__STUDY MATERIAL__
Start of Block
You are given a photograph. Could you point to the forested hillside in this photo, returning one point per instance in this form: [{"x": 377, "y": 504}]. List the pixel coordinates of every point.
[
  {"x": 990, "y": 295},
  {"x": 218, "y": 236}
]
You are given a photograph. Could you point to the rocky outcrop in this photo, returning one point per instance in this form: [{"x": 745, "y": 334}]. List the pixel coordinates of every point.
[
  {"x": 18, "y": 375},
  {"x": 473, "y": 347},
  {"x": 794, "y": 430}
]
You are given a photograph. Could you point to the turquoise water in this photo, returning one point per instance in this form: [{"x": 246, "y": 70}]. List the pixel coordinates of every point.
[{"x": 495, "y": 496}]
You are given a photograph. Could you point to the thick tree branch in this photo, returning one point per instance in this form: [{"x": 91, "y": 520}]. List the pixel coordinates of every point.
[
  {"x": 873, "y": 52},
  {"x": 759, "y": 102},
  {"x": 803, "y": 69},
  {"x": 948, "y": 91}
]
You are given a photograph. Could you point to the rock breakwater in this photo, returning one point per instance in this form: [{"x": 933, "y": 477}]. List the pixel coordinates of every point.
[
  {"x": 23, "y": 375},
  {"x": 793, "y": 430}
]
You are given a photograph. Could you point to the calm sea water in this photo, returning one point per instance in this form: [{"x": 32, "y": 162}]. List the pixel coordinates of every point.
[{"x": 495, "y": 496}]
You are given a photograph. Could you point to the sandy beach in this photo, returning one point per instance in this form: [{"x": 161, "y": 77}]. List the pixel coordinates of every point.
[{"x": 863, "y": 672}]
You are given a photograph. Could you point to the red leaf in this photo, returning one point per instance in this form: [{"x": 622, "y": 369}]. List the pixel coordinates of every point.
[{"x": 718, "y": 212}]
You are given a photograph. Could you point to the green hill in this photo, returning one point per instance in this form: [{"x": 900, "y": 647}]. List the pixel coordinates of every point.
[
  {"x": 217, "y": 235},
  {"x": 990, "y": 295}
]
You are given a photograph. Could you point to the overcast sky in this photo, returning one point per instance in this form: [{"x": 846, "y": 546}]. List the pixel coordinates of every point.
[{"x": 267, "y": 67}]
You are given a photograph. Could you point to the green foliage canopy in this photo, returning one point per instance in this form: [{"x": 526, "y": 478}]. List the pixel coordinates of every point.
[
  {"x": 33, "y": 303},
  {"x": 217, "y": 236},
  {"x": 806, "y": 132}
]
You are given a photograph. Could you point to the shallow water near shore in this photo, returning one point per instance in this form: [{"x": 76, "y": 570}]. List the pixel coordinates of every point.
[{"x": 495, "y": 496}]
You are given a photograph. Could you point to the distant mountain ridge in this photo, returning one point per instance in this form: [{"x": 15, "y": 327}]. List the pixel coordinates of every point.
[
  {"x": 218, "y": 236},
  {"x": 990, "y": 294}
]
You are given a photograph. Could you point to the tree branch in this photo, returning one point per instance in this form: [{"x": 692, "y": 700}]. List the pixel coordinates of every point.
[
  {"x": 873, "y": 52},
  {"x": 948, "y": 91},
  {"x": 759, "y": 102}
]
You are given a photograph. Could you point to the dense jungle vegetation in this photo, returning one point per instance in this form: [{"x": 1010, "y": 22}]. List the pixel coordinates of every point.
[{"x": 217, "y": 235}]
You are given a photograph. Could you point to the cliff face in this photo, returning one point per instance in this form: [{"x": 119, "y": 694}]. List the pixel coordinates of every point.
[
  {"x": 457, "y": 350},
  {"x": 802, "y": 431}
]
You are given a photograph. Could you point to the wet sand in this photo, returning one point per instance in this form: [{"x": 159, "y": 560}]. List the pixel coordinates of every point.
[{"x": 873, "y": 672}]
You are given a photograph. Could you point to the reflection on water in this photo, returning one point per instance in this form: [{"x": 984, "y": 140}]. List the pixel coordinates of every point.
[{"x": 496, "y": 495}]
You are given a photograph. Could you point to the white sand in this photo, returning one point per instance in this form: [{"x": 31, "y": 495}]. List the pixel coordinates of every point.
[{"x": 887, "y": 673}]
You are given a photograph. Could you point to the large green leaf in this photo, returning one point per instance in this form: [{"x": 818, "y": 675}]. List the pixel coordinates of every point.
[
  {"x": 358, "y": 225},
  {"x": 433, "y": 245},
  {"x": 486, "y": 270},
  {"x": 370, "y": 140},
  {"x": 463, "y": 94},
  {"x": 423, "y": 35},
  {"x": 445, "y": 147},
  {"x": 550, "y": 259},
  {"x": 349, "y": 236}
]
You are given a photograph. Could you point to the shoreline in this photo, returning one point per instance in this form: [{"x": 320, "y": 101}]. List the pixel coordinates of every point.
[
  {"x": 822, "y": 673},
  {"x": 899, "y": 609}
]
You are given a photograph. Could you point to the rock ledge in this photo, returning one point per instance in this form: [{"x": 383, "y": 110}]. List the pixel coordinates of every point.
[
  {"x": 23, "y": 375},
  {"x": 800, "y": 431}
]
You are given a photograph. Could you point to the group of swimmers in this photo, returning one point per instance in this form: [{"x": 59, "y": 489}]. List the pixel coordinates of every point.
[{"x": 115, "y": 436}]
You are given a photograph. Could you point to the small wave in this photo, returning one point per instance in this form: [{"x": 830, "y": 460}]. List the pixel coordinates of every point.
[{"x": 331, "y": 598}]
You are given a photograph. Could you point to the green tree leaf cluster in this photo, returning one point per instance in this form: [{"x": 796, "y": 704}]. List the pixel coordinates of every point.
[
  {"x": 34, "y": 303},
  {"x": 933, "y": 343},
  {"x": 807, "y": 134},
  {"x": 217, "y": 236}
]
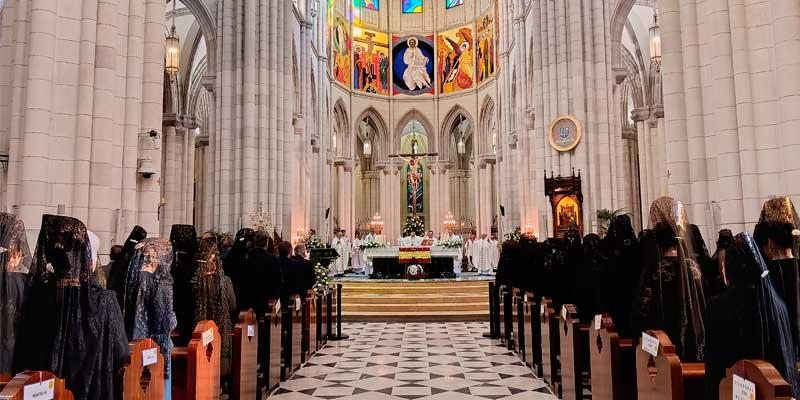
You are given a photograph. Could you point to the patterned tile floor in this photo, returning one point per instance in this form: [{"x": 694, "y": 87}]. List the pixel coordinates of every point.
[{"x": 437, "y": 361}]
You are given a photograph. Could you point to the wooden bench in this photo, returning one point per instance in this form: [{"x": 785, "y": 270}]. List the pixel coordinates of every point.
[
  {"x": 309, "y": 326},
  {"x": 574, "y": 348},
  {"x": 516, "y": 314},
  {"x": 35, "y": 381},
  {"x": 271, "y": 343},
  {"x": 196, "y": 367},
  {"x": 664, "y": 377},
  {"x": 531, "y": 334},
  {"x": 292, "y": 336},
  {"x": 245, "y": 356},
  {"x": 143, "y": 377},
  {"x": 769, "y": 383},
  {"x": 612, "y": 360},
  {"x": 550, "y": 345}
]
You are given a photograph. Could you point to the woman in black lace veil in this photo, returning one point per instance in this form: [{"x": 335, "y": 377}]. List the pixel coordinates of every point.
[
  {"x": 213, "y": 296},
  {"x": 119, "y": 271},
  {"x": 73, "y": 327},
  {"x": 15, "y": 262},
  {"x": 748, "y": 321},
  {"x": 778, "y": 237},
  {"x": 184, "y": 248},
  {"x": 670, "y": 294},
  {"x": 148, "y": 309}
]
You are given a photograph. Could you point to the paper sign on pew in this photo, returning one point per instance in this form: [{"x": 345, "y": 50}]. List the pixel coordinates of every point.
[
  {"x": 649, "y": 344},
  {"x": 44, "y": 390},
  {"x": 149, "y": 356},
  {"x": 743, "y": 389},
  {"x": 208, "y": 336}
]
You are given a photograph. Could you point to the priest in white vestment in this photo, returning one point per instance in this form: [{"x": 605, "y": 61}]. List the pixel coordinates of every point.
[{"x": 341, "y": 244}]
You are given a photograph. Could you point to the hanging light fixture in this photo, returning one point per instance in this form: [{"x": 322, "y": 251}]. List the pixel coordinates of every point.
[
  {"x": 173, "y": 48},
  {"x": 655, "y": 39}
]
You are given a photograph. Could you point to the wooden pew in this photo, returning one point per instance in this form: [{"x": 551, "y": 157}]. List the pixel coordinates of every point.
[
  {"x": 532, "y": 333},
  {"x": 309, "y": 326},
  {"x": 196, "y": 367},
  {"x": 613, "y": 362},
  {"x": 501, "y": 314},
  {"x": 574, "y": 348},
  {"x": 271, "y": 355},
  {"x": 664, "y": 377},
  {"x": 550, "y": 345},
  {"x": 769, "y": 383},
  {"x": 143, "y": 378},
  {"x": 292, "y": 337},
  {"x": 245, "y": 356},
  {"x": 34, "y": 380},
  {"x": 516, "y": 300}
]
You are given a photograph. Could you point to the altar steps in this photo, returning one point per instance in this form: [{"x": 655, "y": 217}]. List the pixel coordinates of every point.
[{"x": 394, "y": 301}]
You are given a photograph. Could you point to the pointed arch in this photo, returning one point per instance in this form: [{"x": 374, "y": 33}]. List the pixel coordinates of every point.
[
  {"x": 340, "y": 140},
  {"x": 448, "y": 151},
  {"x": 486, "y": 129},
  {"x": 379, "y": 136},
  {"x": 415, "y": 114}
]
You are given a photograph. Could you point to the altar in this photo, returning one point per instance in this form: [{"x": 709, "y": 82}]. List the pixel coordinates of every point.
[{"x": 433, "y": 263}]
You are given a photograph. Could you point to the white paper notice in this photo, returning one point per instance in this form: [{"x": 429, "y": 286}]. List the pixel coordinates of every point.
[
  {"x": 650, "y": 344},
  {"x": 208, "y": 337},
  {"x": 149, "y": 356},
  {"x": 743, "y": 389},
  {"x": 44, "y": 390}
]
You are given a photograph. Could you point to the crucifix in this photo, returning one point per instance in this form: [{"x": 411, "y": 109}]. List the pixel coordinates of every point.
[{"x": 415, "y": 170}]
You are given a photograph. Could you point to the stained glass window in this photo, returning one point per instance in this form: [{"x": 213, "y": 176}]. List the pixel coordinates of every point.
[
  {"x": 368, "y": 4},
  {"x": 412, "y": 6}
]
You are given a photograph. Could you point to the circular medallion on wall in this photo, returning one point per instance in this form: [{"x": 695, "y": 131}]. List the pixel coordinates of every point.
[{"x": 564, "y": 133}]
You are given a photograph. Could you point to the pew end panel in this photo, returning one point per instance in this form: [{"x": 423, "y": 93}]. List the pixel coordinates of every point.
[
  {"x": 769, "y": 383},
  {"x": 664, "y": 377},
  {"x": 16, "y": 386},
  {"x": 612, "y": 362},
  {"x": 245, "y": 356},
  {"x": 574, "y": 348},
  {"x": 196, "y": 367},
  {"x": 550, "y": 345},
  {"x": 143, "y": 378}
]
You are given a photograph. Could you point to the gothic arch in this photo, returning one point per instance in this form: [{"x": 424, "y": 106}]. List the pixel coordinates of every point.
[
  {"x": 379, "y": 138},
  {"x": 487, "y": 127},
  {"x": 449, "y": 152},
  {"x": 429, "y": 130},
  {"x": 621, "y": 12},
  {"x": 341, "y": 131}
]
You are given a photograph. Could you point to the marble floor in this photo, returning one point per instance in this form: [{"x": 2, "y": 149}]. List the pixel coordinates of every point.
[{"x": 395, "y": 361}]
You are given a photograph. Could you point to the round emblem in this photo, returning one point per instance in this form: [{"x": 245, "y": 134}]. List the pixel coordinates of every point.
[{"x": 565, "y": 133}]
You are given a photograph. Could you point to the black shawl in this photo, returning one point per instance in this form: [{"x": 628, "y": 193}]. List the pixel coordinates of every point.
[
  {"x": 119, "y": 269},
  {"x": 213, "y": 296},
  {"x": 748, "y": 321},
  {"x": 15, "y": 261},
  {"x": 184, "y": 247},
  {"x": 148, "y": 309},
  {"x": 73, "y": 326}
]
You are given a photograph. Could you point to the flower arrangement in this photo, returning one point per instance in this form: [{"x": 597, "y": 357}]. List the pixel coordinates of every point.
[
  {"x": 314, "y": 242},
  {"x": 452, "y": 243},
  {"x": 323, "y": 279},
  {"x": 371, "y": 244},
  {"x": 413, "y": 224}
]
End of Block
__REQUIREMENT__
Your reply should be the lines from the one that contains "You are given a photograph. Could you point to the marble" through the end of the listing above, repeated exactly.

__WRITTEN SOLUTION__
You are given a photograph. Could you point to the marble floor in this photo, returning one point per instance in this form: [{"x": 2, "y": 149}]. List the pixel coordinates of every point.
[{"x": 395, "y": 361}]
You are given a photograph. Could you point to the round emblem in this photo, returning one point per instance in this form: [{"x": 245, "y": 134}]. List the pixel coordinates of every point.
[{"x": 565, "y": 133}]
You are given a photograph. Could you point to the black shawl in this photo, returning one point per instance in this form: [{"x": 628, "y": 193}]. List the pixel coordinates of every point.
[
  {"x": 119, "y": 269},
  {"x": 213, "y": 296},
  {"x": 748, "y": 321},
  {"x": 15, "y": 261},
  {"x": 184, "y": 247},
  {"x": 148, "y": 309},
  {"x": 73, "y": 326}
]
You are given a photograph. Could you point to the flower arrangement in this photo, returning one point per instance in this form: [{"x": 597, "y": 357}]. List the pixel coordinates of every point.
[
  {"x": 314, "y": 242},
  {"x": 452, "y": 243},
  {"x": 323, "y": 279},
  {"x": 371, "y": 244},
  {"x": 413, "y": 224}
]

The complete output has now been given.